EXTRAIT PRÉSENTÉ:

# # # # #

Parce qu'elle a été très richement annotée par Philip Kolb, la Correspondance de Marcel Proust, publiée en vingt et un volumes de 1970 à 1993 aux éditions Plon, est réputée précisément ne pouvoir nourrir que l'annotation anecdotique de l'œuvre. Toute édition critique et savante d'A la recherche du temps perdu signale l'anecdote épistolaire à la source de tel épisode, ce que pense Proust dans ses lettres de tel personnage contemporain ou de tel écrivain du passé dont le nom survient dans le roman, le commentaire que l'écrivain y a consigné sur la parution de tel volume ou sur l'interprétation de telle scène de son œuvre, et surtout les dates: celles des rencontres, parfois celles de l'écriture, souvent des remaniements ou encore celles des tractations avec l'équipe éditoriale. Les lettres réservent ainsi à l'éditeur de l'œuvre essentiellement un réservoir, pour l'instant infini, d'annotations.

Ce mode d'utilisation de la correspondance, qui s'est mis en place sans projet préétabli, par la force et la nature des choses, risque de nous laisser à la longue méconnaître sans doute la véritable ressource que nous apportent les quelque cinq mille lettres de Proust que nous possédons, et d'abord les lettres de jeunesse, écrites bien avant l'année 1908 durant laquelle on sait que le romancier a dû concevoir le projet de cette œuvre dont il portait en lui depuis si longtemps l'intuition sans but précis. C'est une telle lettre que nous voudrions examiner ici: datant de 1897, elle précède de onze ans la première mise en place du grand projet créateur. Or dans sa précocité même, elle peut servir de champ d'expérience au service d'une réflexion générale et théorique, que nous ne perdrons pas de vue chemin faisant, dans au moins trois directions. Comme il s'agit, on le verra, d'un message adressé à un écrivain pour le féliciter d'un livre tout récemment paru, ces lignes nous permettent [End Page 113] d'abord de découvrir le double régime que suivent les contacts de Proust avec la littérature contemporaine: son renouvellement implicite dans l'œuvre qu'il va produire se double contradictoirement d'un éloge trompeur dans les lettres, et aussi d'un mode de commentaire des œuvres que l'on ne trouve pas ailleurs dans ses écrits. Ensuite, on verra que le contenu de l'éloge n'est pas gratuit: par la médiation de la lecture, le romancier se constitue un paysage intérieur qui n'est autre que l'univers en formation de la Recherche. Enfin cette missive, comme un petit nombre d'autres, laisse apparaître, à travers la critique littéraire consciente, une étrange intuition de la structure la plus générale qui régira un jour encore lointain la Recherche et décidera de son avènement. Ces diverses démarches inconscientes qui acheminent lentement vers l'acte délibéré de la création pourraient nous inviter à considérer une correspondance d'écrivain sous un jour nouveau, comme le support d'une vie psychique se développant sur le long terme, et d'une genèse paradoxalement involontaire de l'œuvre, genèse antérieure à l'officielle, mais régie par des lois parallèles dont la lettre, considérée dans son mouvement, permet de saisir à titre d'exemple les mécanismes d'apparition.

# # # # #

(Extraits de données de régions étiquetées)
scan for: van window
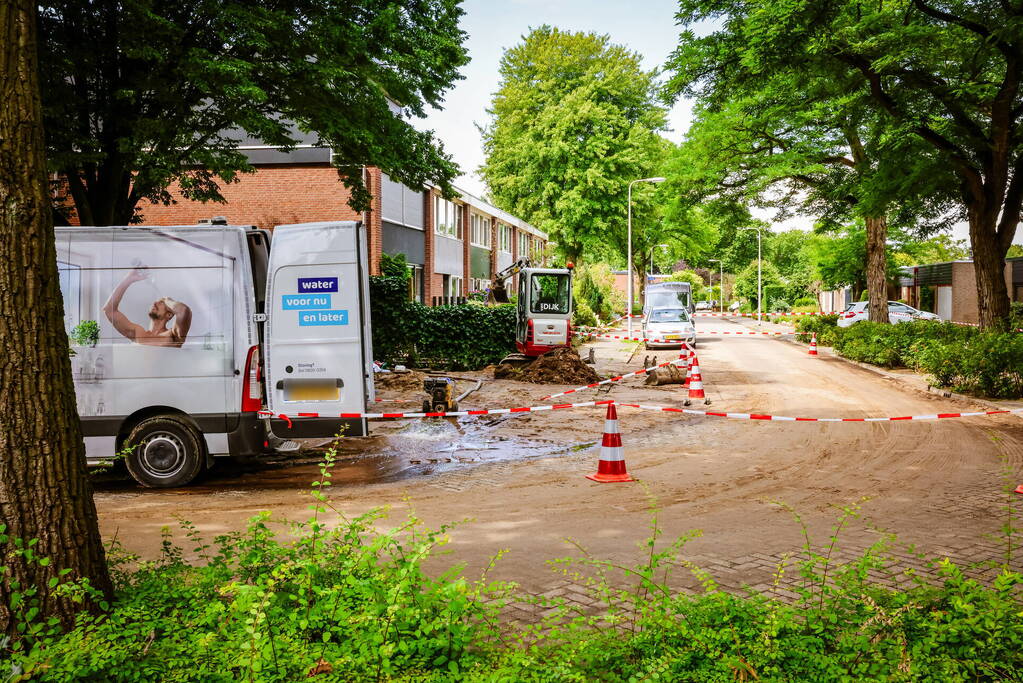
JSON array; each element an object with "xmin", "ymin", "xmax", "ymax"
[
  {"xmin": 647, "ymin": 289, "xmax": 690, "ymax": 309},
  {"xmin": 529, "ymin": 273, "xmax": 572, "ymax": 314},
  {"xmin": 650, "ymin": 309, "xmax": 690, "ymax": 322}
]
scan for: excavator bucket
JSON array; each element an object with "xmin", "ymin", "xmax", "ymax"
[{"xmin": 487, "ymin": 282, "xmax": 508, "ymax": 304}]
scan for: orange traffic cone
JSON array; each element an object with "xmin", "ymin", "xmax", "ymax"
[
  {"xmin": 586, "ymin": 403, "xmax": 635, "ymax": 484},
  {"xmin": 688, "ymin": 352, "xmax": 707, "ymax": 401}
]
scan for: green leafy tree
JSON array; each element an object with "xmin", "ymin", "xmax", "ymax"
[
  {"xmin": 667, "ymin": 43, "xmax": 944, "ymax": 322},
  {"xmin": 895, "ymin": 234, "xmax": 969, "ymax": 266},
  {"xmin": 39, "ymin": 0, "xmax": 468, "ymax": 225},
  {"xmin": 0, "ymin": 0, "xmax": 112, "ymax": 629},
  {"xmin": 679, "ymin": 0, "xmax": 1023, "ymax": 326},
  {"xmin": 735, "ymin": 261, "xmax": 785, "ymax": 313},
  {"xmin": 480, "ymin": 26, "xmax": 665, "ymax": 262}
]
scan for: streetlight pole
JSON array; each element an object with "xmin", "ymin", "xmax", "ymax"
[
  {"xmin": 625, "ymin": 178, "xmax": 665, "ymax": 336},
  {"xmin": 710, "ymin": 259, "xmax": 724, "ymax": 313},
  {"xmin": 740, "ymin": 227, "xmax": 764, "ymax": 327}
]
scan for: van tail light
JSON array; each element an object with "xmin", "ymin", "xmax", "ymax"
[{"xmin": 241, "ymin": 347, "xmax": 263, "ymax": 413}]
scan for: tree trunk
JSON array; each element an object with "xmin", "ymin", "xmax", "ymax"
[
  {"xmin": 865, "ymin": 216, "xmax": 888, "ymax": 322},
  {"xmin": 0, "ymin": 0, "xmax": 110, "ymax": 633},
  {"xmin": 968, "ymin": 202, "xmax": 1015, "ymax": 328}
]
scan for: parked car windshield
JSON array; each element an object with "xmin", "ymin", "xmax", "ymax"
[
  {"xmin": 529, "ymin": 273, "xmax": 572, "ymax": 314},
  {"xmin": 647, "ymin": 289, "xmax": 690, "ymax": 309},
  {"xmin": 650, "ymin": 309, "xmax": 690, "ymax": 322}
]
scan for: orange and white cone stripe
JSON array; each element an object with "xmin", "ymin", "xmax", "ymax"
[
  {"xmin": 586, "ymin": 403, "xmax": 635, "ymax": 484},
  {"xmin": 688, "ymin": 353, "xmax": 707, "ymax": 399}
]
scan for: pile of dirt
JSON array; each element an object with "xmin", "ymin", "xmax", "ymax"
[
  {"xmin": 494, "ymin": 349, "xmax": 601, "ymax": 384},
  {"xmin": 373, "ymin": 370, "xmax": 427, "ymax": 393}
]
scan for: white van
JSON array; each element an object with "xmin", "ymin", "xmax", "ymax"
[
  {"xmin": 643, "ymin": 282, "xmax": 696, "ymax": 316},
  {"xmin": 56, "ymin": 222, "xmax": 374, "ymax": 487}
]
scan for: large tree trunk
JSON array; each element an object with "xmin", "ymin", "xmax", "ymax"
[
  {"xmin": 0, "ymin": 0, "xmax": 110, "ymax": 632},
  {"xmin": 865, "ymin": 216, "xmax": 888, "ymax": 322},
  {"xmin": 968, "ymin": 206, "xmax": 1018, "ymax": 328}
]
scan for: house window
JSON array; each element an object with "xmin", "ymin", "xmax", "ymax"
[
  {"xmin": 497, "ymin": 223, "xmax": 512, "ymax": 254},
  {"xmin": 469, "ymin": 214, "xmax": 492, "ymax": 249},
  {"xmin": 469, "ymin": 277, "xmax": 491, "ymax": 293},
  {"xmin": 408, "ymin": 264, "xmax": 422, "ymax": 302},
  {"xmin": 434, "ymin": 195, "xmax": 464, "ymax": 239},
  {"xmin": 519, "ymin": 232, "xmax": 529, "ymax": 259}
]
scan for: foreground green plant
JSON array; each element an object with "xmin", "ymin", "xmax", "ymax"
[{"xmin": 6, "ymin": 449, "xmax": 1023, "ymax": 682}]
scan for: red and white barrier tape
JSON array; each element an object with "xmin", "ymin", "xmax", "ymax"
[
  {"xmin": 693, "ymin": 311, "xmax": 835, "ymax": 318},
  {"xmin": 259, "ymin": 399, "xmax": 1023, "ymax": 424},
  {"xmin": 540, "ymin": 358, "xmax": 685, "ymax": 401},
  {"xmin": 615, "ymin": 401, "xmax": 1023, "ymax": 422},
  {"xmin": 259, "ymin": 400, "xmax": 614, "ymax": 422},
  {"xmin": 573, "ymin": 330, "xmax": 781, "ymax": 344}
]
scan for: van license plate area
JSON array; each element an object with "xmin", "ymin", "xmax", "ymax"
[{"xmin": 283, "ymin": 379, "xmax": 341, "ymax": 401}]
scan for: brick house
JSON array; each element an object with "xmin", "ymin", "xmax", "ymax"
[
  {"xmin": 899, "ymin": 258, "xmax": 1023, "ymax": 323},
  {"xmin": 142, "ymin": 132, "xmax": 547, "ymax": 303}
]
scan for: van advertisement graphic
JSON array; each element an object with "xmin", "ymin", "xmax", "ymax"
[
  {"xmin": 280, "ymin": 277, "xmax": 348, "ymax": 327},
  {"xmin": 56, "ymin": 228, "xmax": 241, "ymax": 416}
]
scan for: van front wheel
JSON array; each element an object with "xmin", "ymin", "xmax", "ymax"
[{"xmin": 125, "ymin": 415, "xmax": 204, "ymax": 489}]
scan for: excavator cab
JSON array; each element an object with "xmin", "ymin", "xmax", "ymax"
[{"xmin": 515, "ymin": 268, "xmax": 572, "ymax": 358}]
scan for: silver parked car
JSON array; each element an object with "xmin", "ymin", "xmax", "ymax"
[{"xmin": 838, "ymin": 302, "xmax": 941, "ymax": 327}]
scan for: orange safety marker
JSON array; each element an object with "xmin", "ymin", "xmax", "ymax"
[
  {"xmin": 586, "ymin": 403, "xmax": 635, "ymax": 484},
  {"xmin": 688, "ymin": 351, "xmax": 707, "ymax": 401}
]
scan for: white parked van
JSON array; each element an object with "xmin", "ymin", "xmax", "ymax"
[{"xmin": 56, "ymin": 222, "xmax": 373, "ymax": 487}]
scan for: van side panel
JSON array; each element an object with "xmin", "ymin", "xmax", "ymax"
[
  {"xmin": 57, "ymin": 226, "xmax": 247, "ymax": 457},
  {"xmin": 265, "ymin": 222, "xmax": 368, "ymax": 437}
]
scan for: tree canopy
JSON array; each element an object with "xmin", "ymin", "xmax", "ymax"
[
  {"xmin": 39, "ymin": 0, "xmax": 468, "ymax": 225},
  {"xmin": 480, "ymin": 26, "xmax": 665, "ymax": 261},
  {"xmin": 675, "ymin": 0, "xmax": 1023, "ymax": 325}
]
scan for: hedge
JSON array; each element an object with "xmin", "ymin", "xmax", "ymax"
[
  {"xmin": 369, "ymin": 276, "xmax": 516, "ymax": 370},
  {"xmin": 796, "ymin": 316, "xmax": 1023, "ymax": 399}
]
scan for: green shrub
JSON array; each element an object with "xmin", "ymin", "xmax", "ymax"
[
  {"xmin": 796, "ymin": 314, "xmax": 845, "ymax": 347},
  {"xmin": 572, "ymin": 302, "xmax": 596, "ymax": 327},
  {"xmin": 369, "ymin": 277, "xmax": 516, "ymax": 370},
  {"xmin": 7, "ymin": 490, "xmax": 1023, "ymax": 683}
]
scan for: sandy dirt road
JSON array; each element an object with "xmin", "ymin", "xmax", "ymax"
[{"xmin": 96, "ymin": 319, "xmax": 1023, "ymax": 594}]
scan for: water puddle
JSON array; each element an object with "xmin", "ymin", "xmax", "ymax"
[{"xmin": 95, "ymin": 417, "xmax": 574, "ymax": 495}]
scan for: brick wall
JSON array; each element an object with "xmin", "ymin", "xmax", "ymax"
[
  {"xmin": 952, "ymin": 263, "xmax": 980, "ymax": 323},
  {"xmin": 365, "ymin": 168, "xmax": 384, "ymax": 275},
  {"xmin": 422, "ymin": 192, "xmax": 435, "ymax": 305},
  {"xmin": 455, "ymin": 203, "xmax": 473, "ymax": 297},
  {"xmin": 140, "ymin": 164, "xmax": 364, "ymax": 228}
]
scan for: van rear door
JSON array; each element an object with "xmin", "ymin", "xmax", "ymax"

# # # # #

À TRAITER:
Relevez, s'il vous plaît, toutes les années citées dans l'extrait sur la correspondance de Proust, dans leur ordre d'apparition. Ces enregistrements n'ont aucun rapport avec l'extrait.

RÉSULTAT FINAL:
1970, 1993, 1908, 1897